++++ AVAILABLE DATA ++++
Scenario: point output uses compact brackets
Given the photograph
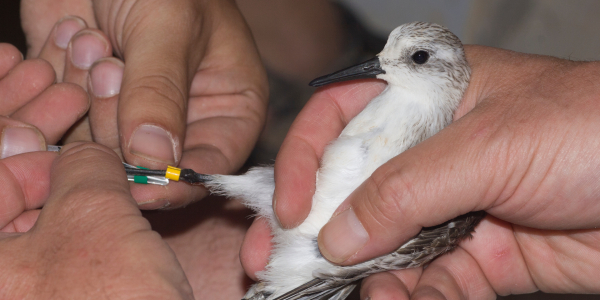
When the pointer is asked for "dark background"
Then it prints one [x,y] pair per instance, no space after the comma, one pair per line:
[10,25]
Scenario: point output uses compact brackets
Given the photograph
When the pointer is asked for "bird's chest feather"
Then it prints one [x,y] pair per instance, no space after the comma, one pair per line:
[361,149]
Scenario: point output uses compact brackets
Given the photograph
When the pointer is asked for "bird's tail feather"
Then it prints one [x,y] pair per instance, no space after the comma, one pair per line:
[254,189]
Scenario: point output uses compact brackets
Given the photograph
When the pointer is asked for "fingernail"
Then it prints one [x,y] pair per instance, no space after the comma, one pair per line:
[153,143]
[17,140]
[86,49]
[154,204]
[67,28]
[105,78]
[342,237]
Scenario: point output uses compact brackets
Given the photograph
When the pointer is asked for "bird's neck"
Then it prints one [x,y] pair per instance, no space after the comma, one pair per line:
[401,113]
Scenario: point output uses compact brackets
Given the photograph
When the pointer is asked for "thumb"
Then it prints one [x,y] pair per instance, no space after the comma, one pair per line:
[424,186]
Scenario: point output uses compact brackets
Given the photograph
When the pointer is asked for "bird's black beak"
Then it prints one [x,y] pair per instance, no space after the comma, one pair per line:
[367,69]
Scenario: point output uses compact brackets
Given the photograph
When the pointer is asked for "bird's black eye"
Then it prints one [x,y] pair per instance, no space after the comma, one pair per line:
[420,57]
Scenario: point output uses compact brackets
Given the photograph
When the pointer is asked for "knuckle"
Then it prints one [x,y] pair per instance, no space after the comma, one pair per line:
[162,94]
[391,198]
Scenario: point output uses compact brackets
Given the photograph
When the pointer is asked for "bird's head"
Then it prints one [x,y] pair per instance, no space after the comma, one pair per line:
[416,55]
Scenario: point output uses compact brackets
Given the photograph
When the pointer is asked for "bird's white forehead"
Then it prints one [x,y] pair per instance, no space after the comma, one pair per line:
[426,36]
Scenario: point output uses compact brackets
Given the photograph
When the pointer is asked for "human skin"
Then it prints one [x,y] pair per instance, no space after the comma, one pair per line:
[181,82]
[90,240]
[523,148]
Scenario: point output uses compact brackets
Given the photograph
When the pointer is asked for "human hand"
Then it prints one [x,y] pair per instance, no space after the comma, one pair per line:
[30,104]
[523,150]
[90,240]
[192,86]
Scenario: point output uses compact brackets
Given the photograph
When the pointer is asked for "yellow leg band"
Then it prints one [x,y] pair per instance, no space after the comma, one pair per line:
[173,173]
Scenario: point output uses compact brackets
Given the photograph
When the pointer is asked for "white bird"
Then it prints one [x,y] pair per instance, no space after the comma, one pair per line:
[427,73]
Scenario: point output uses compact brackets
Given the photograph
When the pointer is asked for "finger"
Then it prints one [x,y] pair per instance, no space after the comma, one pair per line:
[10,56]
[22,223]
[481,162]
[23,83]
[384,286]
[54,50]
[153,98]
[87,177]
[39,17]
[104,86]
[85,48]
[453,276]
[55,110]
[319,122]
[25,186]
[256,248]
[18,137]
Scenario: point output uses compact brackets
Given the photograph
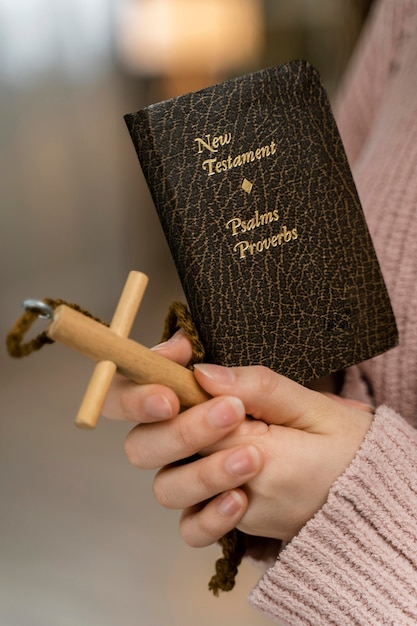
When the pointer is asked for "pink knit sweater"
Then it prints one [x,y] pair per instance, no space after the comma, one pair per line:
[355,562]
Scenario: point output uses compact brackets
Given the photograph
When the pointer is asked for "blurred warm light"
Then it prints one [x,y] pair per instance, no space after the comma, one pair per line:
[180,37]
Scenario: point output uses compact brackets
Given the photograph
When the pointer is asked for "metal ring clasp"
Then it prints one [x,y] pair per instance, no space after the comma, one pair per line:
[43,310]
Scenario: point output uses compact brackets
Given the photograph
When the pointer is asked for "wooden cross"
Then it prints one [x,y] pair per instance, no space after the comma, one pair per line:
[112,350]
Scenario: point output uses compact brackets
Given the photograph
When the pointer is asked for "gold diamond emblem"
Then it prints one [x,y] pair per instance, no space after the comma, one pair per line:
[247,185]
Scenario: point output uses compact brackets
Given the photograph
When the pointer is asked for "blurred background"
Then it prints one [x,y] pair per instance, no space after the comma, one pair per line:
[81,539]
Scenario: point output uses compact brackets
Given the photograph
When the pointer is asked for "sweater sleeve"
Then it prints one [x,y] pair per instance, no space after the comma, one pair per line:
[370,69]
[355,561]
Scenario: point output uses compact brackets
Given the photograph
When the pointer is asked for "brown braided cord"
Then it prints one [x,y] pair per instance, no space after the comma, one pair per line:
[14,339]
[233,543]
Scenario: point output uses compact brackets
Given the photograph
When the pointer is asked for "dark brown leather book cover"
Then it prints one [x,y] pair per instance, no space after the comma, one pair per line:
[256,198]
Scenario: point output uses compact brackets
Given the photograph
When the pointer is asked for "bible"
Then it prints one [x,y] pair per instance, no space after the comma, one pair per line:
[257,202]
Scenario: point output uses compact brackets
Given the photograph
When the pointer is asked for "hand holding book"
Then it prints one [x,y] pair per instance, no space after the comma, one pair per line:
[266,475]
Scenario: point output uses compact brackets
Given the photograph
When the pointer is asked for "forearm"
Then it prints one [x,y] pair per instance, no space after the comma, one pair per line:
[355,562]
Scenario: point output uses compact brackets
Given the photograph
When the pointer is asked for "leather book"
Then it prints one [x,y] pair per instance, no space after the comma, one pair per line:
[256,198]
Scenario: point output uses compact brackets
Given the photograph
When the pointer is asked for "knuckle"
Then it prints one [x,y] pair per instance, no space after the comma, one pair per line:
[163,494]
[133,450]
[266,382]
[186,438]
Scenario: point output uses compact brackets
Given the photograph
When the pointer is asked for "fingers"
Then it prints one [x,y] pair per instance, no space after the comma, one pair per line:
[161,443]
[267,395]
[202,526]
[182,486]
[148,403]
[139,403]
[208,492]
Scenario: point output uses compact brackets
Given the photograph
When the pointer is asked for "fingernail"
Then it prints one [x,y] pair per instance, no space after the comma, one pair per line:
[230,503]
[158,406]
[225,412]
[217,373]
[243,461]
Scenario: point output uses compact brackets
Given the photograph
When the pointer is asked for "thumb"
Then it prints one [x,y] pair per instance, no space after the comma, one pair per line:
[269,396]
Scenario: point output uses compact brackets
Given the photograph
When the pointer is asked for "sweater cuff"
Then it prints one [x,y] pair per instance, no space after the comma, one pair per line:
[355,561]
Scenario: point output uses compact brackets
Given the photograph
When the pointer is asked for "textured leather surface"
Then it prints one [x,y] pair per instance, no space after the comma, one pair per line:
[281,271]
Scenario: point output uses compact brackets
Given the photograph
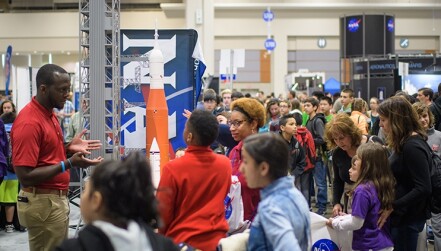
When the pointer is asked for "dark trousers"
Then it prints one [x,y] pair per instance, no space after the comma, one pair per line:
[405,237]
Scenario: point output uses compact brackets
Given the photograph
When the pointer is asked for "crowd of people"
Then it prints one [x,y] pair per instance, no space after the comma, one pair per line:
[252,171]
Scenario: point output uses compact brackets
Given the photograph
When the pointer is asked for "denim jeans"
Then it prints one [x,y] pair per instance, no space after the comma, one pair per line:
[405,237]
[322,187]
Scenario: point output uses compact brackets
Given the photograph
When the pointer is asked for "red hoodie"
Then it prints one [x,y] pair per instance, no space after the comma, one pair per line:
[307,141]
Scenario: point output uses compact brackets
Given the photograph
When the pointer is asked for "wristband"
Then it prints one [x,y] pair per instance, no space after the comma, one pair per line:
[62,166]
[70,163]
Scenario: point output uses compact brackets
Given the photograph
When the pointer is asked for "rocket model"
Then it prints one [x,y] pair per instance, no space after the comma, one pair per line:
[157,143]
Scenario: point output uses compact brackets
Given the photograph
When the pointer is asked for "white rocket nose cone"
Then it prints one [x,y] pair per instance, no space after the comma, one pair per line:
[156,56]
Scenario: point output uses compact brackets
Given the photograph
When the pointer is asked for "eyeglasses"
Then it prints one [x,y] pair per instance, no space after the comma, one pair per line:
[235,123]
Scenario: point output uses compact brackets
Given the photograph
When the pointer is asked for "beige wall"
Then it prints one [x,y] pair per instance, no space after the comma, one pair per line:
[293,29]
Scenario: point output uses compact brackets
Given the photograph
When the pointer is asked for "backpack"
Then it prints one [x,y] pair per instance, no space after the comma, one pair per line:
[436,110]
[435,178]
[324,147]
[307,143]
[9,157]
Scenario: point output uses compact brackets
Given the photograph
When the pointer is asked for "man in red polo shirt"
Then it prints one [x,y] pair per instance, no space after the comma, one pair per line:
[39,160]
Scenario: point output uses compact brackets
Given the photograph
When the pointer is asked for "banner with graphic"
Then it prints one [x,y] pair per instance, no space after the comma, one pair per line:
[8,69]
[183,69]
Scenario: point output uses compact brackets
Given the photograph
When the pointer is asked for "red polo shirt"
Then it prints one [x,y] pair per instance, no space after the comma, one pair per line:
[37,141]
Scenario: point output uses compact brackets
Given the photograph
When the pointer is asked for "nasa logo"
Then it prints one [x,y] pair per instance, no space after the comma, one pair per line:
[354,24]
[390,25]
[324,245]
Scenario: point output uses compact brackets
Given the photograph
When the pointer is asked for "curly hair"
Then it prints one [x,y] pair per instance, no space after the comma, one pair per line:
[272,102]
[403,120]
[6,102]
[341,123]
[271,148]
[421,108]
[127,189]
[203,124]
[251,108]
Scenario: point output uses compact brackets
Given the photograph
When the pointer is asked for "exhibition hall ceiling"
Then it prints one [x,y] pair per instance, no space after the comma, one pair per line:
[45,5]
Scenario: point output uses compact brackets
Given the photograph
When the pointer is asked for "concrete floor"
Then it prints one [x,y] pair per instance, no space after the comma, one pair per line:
++++
__WHAT THE TASK ASKS__: Pull out each line of the material that contains the string "feather". Case matters.

__ANSWER BELOW__:
When the pointer is asked for "bird's chest feather"
When the pointer is asked for "bird's tail feather"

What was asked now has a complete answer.